> GIVEN TASK:
The line containing "Practice. Identify the ocean" marks where to begin; quote it and every line after it through the end of the data, exactly as written.

Stored dataset items
=======

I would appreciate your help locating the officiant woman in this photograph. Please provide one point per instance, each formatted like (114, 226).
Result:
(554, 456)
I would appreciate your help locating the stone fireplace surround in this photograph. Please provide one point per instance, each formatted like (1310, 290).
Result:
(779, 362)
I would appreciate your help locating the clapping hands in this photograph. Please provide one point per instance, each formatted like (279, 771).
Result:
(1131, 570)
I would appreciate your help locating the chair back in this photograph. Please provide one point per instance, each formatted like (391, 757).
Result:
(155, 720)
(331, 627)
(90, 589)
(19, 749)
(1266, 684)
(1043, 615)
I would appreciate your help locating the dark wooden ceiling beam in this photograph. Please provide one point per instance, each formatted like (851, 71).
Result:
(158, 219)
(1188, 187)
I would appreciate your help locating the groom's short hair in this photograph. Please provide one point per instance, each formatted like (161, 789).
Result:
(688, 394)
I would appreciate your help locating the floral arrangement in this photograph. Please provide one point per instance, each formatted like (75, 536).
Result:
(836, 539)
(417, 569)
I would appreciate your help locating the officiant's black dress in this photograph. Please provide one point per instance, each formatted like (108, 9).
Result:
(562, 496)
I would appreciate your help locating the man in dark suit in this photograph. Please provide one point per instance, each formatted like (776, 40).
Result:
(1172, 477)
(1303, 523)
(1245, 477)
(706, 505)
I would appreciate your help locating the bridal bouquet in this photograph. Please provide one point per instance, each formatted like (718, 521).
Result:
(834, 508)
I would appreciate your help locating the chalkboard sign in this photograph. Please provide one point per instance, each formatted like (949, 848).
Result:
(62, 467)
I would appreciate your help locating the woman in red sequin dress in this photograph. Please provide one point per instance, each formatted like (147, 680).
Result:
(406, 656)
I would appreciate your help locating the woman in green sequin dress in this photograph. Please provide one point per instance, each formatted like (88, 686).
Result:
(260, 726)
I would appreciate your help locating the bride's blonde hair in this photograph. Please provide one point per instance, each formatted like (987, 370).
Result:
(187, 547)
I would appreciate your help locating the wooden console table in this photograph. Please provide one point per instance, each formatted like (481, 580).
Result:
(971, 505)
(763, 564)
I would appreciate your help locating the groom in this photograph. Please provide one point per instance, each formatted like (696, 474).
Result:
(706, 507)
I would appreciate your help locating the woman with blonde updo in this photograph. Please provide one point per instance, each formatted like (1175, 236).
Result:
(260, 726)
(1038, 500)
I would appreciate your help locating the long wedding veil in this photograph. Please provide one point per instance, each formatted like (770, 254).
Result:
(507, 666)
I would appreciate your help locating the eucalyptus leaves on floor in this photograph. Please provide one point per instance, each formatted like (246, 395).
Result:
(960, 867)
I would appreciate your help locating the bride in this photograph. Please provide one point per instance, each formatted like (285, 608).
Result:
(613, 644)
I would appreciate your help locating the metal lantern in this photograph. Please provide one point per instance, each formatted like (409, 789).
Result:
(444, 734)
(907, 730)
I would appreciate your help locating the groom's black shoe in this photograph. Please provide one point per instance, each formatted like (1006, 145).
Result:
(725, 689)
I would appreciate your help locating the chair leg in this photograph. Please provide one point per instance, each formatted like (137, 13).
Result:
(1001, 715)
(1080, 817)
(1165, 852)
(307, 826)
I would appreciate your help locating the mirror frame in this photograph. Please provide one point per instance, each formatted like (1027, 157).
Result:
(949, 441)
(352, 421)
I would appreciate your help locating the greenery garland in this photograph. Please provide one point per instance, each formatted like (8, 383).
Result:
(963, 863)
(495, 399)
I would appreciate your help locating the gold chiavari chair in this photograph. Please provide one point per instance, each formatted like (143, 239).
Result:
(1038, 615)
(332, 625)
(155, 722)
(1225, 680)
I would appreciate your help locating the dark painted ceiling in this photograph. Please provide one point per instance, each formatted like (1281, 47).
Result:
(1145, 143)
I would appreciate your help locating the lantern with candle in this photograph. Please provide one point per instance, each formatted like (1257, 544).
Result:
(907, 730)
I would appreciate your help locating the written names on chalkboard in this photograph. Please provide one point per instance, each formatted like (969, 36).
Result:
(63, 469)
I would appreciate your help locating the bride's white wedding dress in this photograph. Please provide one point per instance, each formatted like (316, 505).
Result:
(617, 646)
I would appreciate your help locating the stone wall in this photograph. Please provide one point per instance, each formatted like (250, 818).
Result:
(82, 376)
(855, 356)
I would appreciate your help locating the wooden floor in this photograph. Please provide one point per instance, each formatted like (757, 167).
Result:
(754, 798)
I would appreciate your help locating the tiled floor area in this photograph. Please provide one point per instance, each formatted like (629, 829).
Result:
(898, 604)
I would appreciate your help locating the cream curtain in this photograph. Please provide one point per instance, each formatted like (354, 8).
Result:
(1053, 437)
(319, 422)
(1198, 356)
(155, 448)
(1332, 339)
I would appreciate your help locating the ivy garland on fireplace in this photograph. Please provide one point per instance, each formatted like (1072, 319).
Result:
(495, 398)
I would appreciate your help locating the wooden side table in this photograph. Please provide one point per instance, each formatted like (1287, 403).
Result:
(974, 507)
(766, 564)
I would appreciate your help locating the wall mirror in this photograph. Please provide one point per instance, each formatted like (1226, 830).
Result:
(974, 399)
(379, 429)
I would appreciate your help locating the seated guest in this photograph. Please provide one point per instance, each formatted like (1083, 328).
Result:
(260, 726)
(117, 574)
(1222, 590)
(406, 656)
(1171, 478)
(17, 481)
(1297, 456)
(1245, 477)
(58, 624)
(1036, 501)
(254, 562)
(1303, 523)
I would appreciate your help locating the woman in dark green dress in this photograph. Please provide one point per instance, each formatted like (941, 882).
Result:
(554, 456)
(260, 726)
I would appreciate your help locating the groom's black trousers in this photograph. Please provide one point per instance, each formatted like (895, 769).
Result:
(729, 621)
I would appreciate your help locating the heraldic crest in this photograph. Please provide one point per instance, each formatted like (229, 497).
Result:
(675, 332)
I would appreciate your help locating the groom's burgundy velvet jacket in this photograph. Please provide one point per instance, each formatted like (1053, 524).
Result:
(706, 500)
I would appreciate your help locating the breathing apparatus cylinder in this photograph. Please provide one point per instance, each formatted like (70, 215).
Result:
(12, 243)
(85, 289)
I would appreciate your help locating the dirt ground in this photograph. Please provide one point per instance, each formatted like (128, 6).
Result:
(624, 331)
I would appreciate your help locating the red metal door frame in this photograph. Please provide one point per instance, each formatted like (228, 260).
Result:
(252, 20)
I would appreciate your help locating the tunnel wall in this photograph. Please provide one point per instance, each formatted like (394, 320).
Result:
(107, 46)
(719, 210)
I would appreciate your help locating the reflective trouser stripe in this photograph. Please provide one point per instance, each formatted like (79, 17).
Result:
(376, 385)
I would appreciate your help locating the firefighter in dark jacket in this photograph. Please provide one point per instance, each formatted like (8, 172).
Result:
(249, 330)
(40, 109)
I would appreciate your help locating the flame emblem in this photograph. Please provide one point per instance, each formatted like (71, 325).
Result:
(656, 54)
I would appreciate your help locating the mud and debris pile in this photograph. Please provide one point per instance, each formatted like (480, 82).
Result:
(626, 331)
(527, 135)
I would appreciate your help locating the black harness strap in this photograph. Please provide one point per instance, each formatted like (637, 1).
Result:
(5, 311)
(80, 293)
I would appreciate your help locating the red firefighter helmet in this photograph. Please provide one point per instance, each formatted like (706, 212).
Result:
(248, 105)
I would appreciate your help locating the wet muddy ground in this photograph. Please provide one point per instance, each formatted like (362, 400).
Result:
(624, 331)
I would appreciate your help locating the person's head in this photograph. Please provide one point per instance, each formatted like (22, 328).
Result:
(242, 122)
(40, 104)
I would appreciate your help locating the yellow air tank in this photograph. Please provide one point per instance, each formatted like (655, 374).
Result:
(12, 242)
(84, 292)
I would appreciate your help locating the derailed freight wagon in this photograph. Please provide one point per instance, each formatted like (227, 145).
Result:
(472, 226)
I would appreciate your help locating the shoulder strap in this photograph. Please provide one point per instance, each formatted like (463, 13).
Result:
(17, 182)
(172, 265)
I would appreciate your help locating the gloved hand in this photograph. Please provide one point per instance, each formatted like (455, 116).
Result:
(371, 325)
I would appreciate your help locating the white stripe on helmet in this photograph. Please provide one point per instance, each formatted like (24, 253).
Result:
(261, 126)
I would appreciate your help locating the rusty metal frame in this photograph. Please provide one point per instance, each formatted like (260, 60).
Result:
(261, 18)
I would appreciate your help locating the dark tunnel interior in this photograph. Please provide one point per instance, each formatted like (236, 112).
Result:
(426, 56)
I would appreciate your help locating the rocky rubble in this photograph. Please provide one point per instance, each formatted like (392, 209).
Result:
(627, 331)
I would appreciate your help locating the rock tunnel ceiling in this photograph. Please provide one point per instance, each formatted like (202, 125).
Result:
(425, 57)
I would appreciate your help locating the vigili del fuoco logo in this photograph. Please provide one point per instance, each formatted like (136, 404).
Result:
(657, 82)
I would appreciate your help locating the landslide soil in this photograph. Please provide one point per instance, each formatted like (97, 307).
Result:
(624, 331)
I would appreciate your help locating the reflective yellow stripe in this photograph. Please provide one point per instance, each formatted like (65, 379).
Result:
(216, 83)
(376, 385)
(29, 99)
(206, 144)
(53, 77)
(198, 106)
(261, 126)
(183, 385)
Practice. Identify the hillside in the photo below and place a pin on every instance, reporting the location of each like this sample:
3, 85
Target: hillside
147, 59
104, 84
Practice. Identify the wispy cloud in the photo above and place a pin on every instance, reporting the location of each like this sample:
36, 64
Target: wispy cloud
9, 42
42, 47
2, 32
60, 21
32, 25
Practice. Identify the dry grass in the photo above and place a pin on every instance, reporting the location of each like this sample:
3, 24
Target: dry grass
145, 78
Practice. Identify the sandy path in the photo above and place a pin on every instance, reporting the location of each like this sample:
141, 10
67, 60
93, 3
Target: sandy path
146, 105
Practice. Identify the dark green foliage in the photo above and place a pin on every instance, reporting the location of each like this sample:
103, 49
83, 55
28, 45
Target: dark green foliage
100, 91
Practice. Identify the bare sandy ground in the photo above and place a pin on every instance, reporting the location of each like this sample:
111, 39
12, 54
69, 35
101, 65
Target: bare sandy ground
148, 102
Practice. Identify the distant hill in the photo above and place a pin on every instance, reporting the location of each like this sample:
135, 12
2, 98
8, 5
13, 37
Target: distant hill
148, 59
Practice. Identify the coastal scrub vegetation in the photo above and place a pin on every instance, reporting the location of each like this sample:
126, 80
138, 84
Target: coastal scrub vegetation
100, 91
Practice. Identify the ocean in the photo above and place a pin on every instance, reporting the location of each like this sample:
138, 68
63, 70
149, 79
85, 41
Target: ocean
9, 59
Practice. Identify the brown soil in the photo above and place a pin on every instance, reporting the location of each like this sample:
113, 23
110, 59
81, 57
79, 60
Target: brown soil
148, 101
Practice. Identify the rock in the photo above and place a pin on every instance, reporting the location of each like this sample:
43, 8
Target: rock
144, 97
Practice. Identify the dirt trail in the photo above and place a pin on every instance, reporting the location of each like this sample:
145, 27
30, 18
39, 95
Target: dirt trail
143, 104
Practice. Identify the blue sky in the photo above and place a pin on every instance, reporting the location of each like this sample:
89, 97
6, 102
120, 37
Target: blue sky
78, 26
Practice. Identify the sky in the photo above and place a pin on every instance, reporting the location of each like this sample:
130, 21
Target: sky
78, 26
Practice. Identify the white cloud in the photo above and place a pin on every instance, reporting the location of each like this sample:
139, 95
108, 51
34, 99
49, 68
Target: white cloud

=======

> REPLY TO THE TASK:
Practice. Identify the ocean in the photo above and place a pin on every instance, reporting the location of each like this sample:
138, 68
63, 70
149, 79
85, 41
Target: ocean
9, 59
Practice. Identify the brown soil in the photo above and place a pin on every instance, reporting the location of each like this sample:
113, 23
110, 59
81, 57
79, 60
Target: brown soil
148, 101
Practice. Identify the rock in the photo above and place a pin on every instance, reporting the location of each like this sample:
43, 8
Target: rock
144, 97
Practice. Identify the dirt trail in the photo above and place a pin on every instance, reporting the location of each like this sample:
145, 27
30, 18
39, 95
Target: dirt trail
143, 104
Practice. Identify the blue sky in the photo above and place a pin on every instance, reporting the location of each like this sample:
89, 97
6, 102
120, 37
Target: blue sky
78, 26
Practice. Identify the sky in the photo above and place a pin on every instance, reporting the location of each like this sample:
130, 21
Target: sky
78, 26
Practice. Identify the white cloud in the photo above and place a pin on every instance, reporting the location of each like this sample:
139, 95
108, 51
34, 99
49, 68
Target: white cloud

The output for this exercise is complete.